___ MATERIAL PROVIDED ___

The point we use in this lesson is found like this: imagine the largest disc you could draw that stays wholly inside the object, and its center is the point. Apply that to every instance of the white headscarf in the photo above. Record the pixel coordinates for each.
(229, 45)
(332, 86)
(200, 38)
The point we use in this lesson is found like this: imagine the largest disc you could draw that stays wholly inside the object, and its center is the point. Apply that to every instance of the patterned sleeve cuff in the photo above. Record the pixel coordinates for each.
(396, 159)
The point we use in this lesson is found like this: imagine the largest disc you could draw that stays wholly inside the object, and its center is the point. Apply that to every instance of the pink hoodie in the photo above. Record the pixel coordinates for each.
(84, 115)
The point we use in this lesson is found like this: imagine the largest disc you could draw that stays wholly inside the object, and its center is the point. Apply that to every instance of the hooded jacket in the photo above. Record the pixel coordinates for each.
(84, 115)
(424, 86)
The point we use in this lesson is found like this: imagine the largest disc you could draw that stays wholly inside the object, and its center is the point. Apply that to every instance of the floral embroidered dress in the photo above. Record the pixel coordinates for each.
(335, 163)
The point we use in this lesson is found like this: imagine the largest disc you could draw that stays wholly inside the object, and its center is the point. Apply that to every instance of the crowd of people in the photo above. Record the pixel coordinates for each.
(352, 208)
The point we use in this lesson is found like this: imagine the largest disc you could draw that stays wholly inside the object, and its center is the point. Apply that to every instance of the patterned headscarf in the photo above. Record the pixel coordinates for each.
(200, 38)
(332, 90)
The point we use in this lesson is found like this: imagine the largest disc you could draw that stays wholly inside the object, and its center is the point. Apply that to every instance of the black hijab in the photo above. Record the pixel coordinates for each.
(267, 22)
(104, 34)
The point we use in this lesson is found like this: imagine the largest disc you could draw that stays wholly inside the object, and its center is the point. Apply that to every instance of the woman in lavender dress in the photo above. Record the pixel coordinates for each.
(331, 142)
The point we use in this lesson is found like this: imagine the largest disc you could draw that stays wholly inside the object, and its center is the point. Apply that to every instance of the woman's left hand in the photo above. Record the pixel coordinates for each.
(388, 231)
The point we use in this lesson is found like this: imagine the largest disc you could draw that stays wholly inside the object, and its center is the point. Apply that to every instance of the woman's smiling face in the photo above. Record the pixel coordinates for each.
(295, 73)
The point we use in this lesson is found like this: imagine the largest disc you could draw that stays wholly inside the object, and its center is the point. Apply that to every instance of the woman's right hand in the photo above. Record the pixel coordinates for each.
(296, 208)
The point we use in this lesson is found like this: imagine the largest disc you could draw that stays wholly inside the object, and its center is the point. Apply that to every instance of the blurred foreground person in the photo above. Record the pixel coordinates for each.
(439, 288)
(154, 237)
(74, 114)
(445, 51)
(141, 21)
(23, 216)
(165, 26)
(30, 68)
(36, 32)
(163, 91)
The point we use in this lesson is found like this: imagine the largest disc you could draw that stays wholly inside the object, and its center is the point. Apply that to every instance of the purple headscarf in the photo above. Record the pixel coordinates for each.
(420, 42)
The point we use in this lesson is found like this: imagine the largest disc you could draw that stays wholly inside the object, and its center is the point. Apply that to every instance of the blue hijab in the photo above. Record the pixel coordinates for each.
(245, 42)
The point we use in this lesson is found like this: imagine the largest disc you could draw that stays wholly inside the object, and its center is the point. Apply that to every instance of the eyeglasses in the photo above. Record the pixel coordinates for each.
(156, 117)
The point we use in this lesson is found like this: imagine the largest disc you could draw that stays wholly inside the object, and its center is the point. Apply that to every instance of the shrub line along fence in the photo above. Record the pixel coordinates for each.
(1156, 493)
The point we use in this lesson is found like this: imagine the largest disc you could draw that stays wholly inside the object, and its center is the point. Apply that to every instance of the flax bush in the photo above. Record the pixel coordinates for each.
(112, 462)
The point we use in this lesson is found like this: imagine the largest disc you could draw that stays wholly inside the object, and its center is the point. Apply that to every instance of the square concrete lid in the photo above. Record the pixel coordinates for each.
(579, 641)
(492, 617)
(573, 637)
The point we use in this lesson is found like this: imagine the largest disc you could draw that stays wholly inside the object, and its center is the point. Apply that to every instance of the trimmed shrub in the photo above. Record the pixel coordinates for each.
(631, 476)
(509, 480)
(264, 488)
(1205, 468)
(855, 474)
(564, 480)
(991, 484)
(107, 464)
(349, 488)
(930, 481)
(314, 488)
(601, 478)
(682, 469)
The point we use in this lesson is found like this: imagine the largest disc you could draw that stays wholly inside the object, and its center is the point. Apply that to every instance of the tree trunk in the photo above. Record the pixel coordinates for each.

___

YOUR INSTRUCTIONS = Transcribe the records above exactly as they appear.

WRITTEN ANSWER =
The point we use in this lesson is found like this: imagine the largest disc you could draw that stays wholly inside the object, and its center is the point. Apply that to every instance of the white headscarf in the photo above. Record the pixel coordinates for each.
(229, 45)
(332, 86)
(200, 38)
The point we use in this lesson is found like this: imagine the largest disc you could draw that stays wholly inside the object, and its center is the point. Apply that to every instance of the patterned sleeve cuff in the photo above. Record the pixel coordinates for each.
(396, 159)
The point we use in this lesson is found like this: imagine the largest disc you could draw that stays wholly inside the object, and its center is the point. Apply that to every instance of the pink hoodie in the photo above. Record the pixel coordinates for each.
(84, 115)
The point we use in this lesson is found like this: imagine the largest disc you could draw that stays wholly inside the object, and its center is the point. Apply that to every instance of the hooded jacket in the photo above. Record the pixel coordinates for each.
(84, 115)
(424, 86)
The point we use in this lesson is found like this: imagine the largest disc you could draw that stays wholly inside the object, and its center is the point. Apply that to every instance of the floral embroidered dress in the photo above. Record the pixel coordinates for each.
(335, 163)
The point we use in this lesson is found like this: imagine the largest disc you could draw that stays wholly inside the object, and its center is the point. Apply that to every instance of the crowd of people in the photo above. Record the pixel coordinates for each.
(352, 208)
The point we use in this lesson is found like this: imagine the largest disc you could draw that stays wholly inside the object, and its center is the point. Apply that to every instance of the patterned headscarf in the photo above. Record the pixel coordinates for each.
(200, 38)
(332, 90)
The point we use in this lesson is found like this: imagine the largest disc you could draw that stays wholly inside the object, and its center is the point. Apply that to every instance of the black hijab in the photo above. Record the pixel coordinates for each.
(267, 22)
(104, 34)
The point we use in this lesson is found like this: imagine the largest disc you could draw that stays wholly inside the object, and its center is the point. Apply that to every instance of the woman in lavender dress in the photo above. Record the pixel coordinates for each.
(331, 142)
The point we use in this lesson is found like this: imagine the largest disc you could draw that stays wholly inside the object, and its center is the point. Apply that to every instance of the woman's left hand in the photo above. Record the pixel coordinates for each.
(388, 231)
The point we use in this lesson is found like this: imagine the largest disc you could draw that stays wholly inside the object, and its center is the point. Apply that to every instance of the woman's smiling face in the photo above. Record the pixel coordinates for each.
(295, 73)
The point we use in this lesson is found like this: imagine the largest disc you could draw that stays wholly inside the object, and its center is the point. Apply that to every instance of the woman's right hand in the photo above. Record the pixel coordinates for each.
(296, 208)
The point we use in this lesson is found like this: imagine the largest disc you could draw that stays wholly inside the object, and its center is the point. Apply that to every instance of the blurred foreground person in the photo above. Record the pixel coordinates for each.
(439, 288)
(154, 237)
(74, 114)
(445, 51)
(141, 21)
(23, 216)
(165, 26)
(30, 68)
(36, 32)
(163, 91)
The point we use in this lesson is found like this: imagine the largest disc you could draw that stays wholly inside the object, and its center is the point. Apply that to every instance of the purple headscarf in the photo above. Record the pixel coordinates for each.
(420, 42)
The point we use in this lesson is found like this: imagine the largest disc you could draw that stays wholly inside the object, and its center is the point. Apply that to every instance of the blue hijab in the photo above. Record the pixel coordinates for each.
(245, 42)
The point we use in this lesson is found like this: imagine the largest disc you could draw that stays wholly inside the object, and its center is the point. Apply that to every instance of the eyeglasses in the photo above. Record the pixel coordinates for each.
(156, 117)
The point we use in this lesson is found like this: imagine the largest disc you could draw that stays wholly inside the object, and its center is the point. Apply that to every instance of the shrub line along fence in the photo above. Record the pixel coordinates for each.
(1156, 493)
The point we use in this lesson is found like this: imagine the largest disc you could draw that stays wholly inside the object, and its center is the point. Apply that to every instance of the flax bush in the photo above. Record the pixel coordinates for each.
(112, 462)
The point we use in this lesson is found like this: imagine the largest disc you could draw that stays wholly inside the object, and its center is the point. Apply that to every instance of the square concrete lid in the photo above. Record the pixel coordinates for each.
(579, 641)
(492, 617)
(573, 637)
The point we use in this lesson is found like this: imagine the largest disc you could draw that stays wholly inside the object, and its center is the point. Apply that to every instance of the trimmed shrub in the photo above. Record the pixel coordinates for each.
(631, 476)
(509, 480)
(264, 488)
(1205, 468)
(855, 474)
(564, 480)
(991, 484)
(107, 464)
(349, 488)
(930, 481)
(314, 488)
(601, 478)
(682, 469)
The point we use in this lesson is found like this: imagine the largest disc you could draw that stays wholly inside the object, and its center is the point. Apply that to every instance of the tree trunk in the photo above. Record the pixel coordinates for each.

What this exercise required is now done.